TAREAS Y EJERCICIOS
(A) Resume el párrafo del texto que empieza con "La inmediatez del logro" en una versión más breve que conserve sus ideas principales.
(B) Copia el fragmento del texto entre "Los goces de" y "por el sujeto.", ambos incluidos, sustituyendo "encierro" por "aislamiento".
(C) Según el texto, ¿de qué se vacía el espacio de lo público?

BLOQUE DE TEXTO
^^^^^^^^^^^^^^^^

Beatriz García Moreno

Los dispositivos tecnológicos que capturan la imagen se han encargado de llevar en tiempo real, a los lugares más íntimos, el mundo de afuera. Las cámaras penetran cualquier habitación y traen en pantallas diversas, no sólo estilos de vida, gadgets y objetos de consumo del mercado, sino también los sucesos más crueles convertidos en imágenes inofensivas que desaparecen con solo apagar el botón de encendido. La mirada capturada por la cámara previene a quien la observa de ser tocado por el goce extraño y amenazante del Otro, y lo protege de enfrentar la diferencia que ese Otro exhibe. La cámara parece fungir así, como un operador de la mirada que no sólo permite el encuadre, sino también la apropiación del instante, la manipulación del objeto, y la conversión de cualquier acontecimiento en una ficción que logra situarse en lo imaginario y cabalgar sobre lo real en goces insospechados.

En la actualidad se asiste a la invasión de las escenas de lo público en los espacios de lo privado, y las de lo íntimo aforan sin tapujos en los espacios de lo público. Rituales privados liberados de la moral burguesa y en complicidad con la pantalla, dan rienda suelta al apetito del ojo que se obnubila en la contemplación de las imágenes capturadas, del Otro envasado en paquetes de la más alta variedad y sofisticación, de los personajes y objetos-mercancía más diversos que le prometen una satisfacción ilimitada, mientras esconden a la manera de una anamorfosis, los cuerpos incompletos, consumidos por el paso del tiempo, atravesados por la muerte, pero que al estar camuflados detrás de las cámaras, tienen el poder de envolver al espectador en sus brillos y de alivianar cualquier manifestación de los real. Mientras lo imaginario se incrementa en el espacio de lo íntimo y se vuelve cómplice no sólo de todo tipo de autoerotismo y el goce perverso encuentra nuevos caminos para su acción, el espacio de lo público se vacía de las referencias simbólicas y se llena de sujetos frágiles que apenas logran reconocerse en las cámaras que devuelven sus imágenes.

El mandato al consumo puesto en acción en la intimidad que abre la pantalla, deleita al voyeur que no sólo se embriaga de modo frenético en la contemplación de infinidad de imágenes, sino, y de manera particular, en la posibilidad de convertir a los seres y al mundo en su totalidad, en objetos capturados por la cámara, para el goce de su mirada.

La inmediatez del logro y lo efímero de los sucesos acentuado por la cámara que se interpone entre el sujeto y su experiencia directa, son característica del movimiento sin pausa de sujetos que creen encontrar en cada imagen capturada, una posibilidad de ser, sin percatarse, ni importarles, la condición efímera que la caracteriza además de la imposibilidad que las acompaña.

Los goces de los Unos singulares se manifiestan en la escena ciudadana en modalidades que tienen que ver con el disfrute en el encierro, acompañado de los que considera sus semejantes. La pantalla se presta para rituales privados que dan cuenta de la naturaleza autística del goce, de la imposibilidad de un lazo social en el que comande el respeto por el sujeto.

^^^^^^^^^^^^^^^^

SEGMENTO DE DATOS
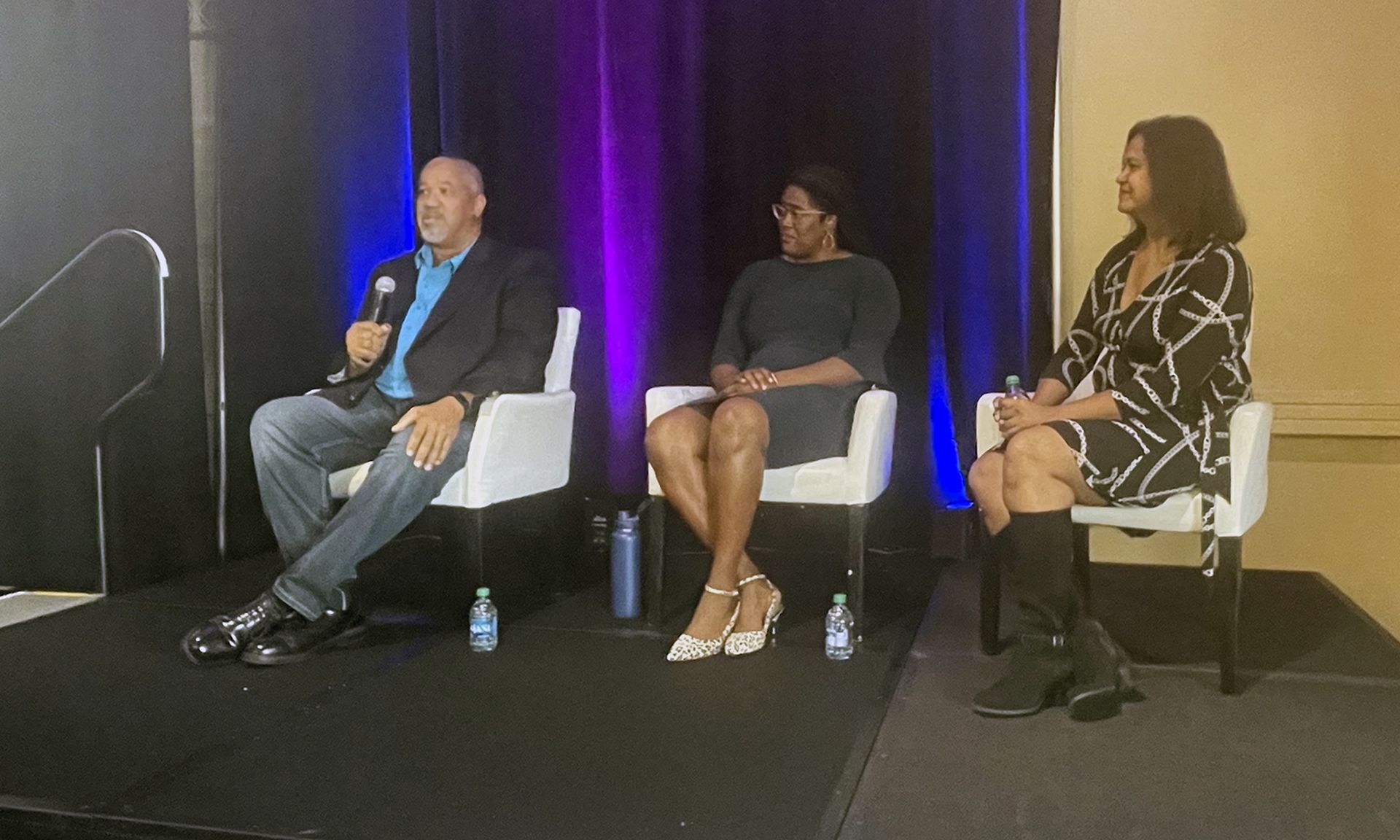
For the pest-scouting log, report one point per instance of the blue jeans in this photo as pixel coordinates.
(298, 443)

^^^^^^^^^^^^^^^^

RESPUESTAS
(A) La cámara, interpuesta entre el sujeto y su experiencia directa, acentúa la inmediatez del logro y lo efímero de los sucesos. Estos rasgos caracterizan el movimiento incesante de sujetos que creen hallar en cada imagen capturada una posibilidad de ser, sin advertir ni importarles su condición efímera ni la imposibilidad que la acompaña.

(B)
Los goces de los Unos singulares se manifiestan en la escena ciudadana en modalidades que tienen que ver con el disfrute en el aislamiento, acompañado de los que considera sus semejantes. La pantalla se presta para rituales privados que dan cuenta de la naturaleza autística del goce, de la imposibilidad de un lazo social en el que comande el respeto por el sujeto.

(C) De las referencias simbólicas.